REQUIREMENTS: Take the line containing "Check that one keypoint sits on every instance of the recessed" and all lines after it to the end of the records, and output them exactly.

################

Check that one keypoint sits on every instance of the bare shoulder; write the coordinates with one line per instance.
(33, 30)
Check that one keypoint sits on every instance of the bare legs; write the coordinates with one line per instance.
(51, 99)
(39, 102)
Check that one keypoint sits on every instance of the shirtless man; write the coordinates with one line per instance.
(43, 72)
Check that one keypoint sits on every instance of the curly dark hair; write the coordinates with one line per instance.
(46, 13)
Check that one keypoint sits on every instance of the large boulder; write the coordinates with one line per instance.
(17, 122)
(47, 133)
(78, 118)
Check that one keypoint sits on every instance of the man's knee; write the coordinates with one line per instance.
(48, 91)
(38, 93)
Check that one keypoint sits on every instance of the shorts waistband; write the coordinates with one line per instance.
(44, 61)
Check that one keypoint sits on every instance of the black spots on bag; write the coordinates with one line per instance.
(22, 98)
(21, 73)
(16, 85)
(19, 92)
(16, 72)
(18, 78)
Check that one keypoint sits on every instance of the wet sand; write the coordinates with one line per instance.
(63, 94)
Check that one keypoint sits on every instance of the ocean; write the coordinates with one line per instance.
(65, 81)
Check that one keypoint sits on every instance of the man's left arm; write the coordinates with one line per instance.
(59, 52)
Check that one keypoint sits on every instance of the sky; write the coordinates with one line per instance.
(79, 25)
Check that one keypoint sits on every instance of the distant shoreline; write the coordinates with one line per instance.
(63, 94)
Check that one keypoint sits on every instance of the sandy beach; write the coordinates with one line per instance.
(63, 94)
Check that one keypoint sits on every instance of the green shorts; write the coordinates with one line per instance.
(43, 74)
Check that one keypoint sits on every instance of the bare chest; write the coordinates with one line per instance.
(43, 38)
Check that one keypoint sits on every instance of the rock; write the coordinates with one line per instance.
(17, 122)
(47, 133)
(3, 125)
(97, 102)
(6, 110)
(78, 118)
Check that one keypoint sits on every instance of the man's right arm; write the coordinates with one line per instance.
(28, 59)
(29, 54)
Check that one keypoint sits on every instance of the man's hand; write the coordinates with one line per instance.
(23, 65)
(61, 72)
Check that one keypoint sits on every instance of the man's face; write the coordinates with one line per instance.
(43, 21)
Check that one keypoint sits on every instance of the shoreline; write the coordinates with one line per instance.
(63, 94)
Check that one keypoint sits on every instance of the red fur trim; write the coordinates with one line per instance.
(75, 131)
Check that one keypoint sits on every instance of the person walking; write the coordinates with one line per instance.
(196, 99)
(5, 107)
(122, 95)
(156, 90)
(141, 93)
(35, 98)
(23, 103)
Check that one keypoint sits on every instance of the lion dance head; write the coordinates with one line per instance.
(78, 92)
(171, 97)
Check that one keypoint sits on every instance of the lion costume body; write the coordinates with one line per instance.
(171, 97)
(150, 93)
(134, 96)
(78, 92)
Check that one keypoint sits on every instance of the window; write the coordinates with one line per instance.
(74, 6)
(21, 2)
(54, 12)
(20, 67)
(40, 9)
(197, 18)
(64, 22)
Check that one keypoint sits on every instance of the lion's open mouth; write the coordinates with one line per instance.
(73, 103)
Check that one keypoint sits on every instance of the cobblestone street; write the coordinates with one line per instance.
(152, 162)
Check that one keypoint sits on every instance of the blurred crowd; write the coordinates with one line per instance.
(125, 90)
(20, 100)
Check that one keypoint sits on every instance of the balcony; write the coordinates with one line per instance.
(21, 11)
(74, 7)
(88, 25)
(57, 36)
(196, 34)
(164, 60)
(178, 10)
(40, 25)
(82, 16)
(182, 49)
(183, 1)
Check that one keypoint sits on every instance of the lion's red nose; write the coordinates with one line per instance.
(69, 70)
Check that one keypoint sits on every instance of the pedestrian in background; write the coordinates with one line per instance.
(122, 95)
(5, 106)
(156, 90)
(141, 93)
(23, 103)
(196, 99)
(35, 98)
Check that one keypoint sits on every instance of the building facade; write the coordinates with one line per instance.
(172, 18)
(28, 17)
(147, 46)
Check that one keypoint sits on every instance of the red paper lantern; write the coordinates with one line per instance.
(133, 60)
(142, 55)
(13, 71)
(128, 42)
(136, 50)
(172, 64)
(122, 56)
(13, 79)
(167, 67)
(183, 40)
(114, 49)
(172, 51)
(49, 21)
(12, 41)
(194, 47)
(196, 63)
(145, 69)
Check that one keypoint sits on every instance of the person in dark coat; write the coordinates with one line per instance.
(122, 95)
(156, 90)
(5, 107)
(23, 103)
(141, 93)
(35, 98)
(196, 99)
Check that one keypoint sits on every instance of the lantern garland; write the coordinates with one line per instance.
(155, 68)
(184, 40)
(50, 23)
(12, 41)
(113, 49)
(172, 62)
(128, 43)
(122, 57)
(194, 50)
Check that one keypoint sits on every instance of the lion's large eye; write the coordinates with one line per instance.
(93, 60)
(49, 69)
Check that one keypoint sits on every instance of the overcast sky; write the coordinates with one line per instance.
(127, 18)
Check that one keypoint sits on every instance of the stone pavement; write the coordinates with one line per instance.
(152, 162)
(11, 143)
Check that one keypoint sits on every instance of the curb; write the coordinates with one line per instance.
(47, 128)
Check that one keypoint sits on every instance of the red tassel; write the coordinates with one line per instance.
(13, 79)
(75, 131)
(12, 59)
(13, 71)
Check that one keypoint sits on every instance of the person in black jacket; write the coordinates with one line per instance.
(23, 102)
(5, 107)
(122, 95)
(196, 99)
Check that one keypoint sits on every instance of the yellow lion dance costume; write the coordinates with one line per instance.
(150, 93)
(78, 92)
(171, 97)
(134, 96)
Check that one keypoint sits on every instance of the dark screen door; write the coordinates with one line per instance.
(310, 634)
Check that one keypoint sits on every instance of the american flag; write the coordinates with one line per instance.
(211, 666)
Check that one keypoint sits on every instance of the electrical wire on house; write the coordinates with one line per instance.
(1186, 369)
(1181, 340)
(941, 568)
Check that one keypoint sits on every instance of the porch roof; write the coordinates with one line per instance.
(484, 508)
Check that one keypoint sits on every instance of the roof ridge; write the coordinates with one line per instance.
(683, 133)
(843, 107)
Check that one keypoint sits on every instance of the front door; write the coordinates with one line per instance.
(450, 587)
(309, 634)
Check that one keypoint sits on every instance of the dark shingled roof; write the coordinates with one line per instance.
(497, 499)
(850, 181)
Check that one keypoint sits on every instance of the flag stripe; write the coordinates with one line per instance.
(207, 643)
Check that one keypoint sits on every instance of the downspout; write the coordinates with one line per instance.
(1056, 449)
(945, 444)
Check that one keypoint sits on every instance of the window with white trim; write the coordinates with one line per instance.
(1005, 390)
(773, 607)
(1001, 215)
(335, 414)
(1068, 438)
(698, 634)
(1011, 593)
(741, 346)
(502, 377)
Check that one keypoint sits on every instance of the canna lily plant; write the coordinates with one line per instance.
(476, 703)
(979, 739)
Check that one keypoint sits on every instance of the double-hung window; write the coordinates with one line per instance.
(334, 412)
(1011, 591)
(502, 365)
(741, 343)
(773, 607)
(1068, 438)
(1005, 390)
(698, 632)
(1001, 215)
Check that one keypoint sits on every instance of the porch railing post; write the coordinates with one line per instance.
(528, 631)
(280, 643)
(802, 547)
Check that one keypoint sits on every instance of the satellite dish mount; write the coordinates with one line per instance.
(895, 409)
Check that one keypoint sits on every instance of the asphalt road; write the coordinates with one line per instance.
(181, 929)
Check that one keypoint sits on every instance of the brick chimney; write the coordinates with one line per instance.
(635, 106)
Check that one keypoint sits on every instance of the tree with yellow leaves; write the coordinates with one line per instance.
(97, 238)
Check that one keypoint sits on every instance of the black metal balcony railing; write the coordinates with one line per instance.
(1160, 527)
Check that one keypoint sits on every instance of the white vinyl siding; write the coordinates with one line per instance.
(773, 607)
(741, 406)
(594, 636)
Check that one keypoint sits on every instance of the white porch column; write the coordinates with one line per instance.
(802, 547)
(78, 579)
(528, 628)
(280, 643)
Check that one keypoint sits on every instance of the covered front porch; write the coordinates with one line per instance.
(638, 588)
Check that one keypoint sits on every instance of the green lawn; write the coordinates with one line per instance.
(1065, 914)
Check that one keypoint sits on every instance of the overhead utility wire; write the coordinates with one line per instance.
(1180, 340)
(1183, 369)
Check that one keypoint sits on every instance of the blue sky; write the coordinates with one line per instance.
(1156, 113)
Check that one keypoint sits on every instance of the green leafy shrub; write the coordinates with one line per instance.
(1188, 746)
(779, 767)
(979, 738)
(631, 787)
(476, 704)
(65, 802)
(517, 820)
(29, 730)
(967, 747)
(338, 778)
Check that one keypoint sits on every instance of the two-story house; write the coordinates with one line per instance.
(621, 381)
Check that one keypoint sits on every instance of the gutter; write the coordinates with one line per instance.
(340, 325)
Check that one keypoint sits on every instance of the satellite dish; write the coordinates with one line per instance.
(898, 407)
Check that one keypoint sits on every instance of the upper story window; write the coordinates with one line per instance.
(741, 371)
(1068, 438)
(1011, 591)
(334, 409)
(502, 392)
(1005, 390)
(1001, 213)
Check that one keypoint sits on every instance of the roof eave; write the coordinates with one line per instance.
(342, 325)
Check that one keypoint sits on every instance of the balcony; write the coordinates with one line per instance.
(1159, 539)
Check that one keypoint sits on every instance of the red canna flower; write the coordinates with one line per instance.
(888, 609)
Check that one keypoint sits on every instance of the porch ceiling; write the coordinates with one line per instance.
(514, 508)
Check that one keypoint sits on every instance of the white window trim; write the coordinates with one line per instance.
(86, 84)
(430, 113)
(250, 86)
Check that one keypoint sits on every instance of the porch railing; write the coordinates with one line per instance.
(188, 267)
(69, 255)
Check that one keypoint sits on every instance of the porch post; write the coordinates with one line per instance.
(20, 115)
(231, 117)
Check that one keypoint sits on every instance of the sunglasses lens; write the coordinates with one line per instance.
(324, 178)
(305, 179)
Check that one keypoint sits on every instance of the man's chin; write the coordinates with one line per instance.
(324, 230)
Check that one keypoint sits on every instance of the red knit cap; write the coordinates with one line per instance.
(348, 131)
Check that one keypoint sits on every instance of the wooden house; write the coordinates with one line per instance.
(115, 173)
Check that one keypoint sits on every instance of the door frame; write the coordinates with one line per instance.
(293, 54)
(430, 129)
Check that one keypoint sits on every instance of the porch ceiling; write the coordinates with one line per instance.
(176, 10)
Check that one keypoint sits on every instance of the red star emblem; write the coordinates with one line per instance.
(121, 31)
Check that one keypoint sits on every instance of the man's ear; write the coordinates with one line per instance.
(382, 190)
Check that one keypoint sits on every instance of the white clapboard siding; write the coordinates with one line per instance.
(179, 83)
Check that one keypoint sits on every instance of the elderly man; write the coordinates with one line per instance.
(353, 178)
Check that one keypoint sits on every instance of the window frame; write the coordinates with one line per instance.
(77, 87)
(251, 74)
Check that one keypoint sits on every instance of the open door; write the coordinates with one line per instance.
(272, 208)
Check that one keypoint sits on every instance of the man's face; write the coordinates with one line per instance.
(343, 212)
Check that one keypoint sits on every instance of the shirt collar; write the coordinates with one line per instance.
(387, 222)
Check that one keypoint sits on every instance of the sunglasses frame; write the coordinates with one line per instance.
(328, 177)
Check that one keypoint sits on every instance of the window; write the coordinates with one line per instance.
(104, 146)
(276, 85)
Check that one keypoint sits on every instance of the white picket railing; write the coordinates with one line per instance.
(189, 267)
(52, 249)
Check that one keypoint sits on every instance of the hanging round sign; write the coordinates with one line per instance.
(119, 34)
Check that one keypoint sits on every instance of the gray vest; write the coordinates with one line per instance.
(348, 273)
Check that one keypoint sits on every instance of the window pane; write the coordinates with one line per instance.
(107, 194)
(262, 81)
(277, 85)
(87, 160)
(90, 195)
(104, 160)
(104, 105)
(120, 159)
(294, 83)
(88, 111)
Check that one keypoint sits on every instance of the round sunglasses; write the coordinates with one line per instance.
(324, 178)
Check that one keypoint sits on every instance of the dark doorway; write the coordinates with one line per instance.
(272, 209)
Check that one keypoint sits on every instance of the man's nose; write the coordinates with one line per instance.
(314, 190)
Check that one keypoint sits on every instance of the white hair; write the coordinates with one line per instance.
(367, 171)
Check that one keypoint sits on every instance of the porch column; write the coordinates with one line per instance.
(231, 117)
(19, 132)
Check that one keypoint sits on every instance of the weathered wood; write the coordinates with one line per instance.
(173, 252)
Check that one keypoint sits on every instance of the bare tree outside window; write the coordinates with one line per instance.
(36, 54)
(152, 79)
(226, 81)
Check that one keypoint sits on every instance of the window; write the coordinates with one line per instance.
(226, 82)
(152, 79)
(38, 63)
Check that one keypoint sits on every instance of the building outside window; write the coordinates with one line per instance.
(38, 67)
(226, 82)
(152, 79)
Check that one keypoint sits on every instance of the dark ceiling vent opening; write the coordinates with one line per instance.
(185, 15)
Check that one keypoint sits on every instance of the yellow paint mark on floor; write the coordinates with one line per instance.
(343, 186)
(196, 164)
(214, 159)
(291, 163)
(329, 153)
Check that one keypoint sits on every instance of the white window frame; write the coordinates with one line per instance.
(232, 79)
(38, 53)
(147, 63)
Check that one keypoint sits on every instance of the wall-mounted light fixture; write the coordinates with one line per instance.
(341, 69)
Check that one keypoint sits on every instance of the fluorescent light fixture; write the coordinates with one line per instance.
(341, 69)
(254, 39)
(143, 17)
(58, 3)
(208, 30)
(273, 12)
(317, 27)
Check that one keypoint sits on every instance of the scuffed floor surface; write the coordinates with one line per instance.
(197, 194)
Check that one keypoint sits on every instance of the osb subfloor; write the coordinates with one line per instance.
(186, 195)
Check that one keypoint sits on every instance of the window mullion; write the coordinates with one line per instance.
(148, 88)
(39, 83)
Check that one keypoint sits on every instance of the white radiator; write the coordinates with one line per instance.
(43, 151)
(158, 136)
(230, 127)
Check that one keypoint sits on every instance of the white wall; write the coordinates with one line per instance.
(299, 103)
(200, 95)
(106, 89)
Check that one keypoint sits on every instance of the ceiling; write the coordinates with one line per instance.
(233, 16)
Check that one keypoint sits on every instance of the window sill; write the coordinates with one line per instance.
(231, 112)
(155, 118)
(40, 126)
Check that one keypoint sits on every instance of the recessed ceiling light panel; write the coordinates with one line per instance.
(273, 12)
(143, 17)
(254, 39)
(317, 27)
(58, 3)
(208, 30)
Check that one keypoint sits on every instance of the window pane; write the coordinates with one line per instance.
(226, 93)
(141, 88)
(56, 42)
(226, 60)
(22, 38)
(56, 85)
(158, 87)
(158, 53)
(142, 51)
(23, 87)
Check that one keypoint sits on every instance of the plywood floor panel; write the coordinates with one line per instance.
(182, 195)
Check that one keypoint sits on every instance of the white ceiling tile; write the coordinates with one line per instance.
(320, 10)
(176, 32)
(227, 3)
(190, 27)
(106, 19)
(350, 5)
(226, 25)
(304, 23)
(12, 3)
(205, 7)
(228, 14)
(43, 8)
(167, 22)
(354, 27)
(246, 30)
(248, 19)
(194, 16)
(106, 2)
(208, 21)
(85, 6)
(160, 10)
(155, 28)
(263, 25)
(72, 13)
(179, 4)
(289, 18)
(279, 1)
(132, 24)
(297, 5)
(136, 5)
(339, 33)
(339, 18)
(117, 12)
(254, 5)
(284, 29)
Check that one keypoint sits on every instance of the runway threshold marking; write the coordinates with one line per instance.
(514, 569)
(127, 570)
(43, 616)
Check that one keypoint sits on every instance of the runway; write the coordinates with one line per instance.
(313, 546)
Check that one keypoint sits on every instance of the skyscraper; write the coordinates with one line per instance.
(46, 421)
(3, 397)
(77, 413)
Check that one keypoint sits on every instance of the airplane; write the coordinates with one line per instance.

################

TASK OUTPUT:
Check that one keypoint sits on every instance of the recessed ceiling light panel; write the coordinates with one line per instance.
(273, 12)
(143, 17)
(254, 39)
(317, 27)
(58, 3)
(208, 30)
Check that one keypoint sits on every instance of the window pane; write the coordinates with one line per instance.
(226, 93)
(141, 88)
(56, 42)
(226, 60)
(22, 38)
(56, 85)
(158, 87)
(158, 53)
(142, 51)
(23, 87)
Check that one keypoint sits on every instance of the plywood floor panel; write the coordinates with one line per instance.
(182, 195)
Check that one keypoint sits on every instance of the white ceiling tile; write the coordinates with one line per instance.
(320, 10)
(176, 32)
(227, 3)
(190, 27)
(106, 19)
(350, 5)
(226, 25)
(304, 23)
(12, 3)
(205, 7)
(228, 14)
(43, 8)
(167, 22)
(354, 27)
(246, 30)
(248, 19)
(194, 16)
(106, 2)
(208, 21)
(85, 6)
(160, 10)
(155, 28)
(263, 25)
(72, 13)
(179, 4)
(289, 18)
(279, 1)
(132, 24)
(297, 5)
(136, 5)
(339, 33)
(339, 18)
(117, 12)
(254, 5)
(284, 29)
Check that one keypoint sits on every instance of the runway threshold marking; write the coordinates with one line per instance.
(514, 569)
(127, 570)
(43, 616)
Check that one keypoint sits on every instance of the runway; write the coordinates with one line per instance.
(313, 546)
Check that one keypoint sits on every instance of the skyscraper; write the coordinates with one line per instance.
(46, 421)
(3, 397)
(77, 413)
Check that one keypoint sits on every instance of the airplane; write the coordinates with one line per instance.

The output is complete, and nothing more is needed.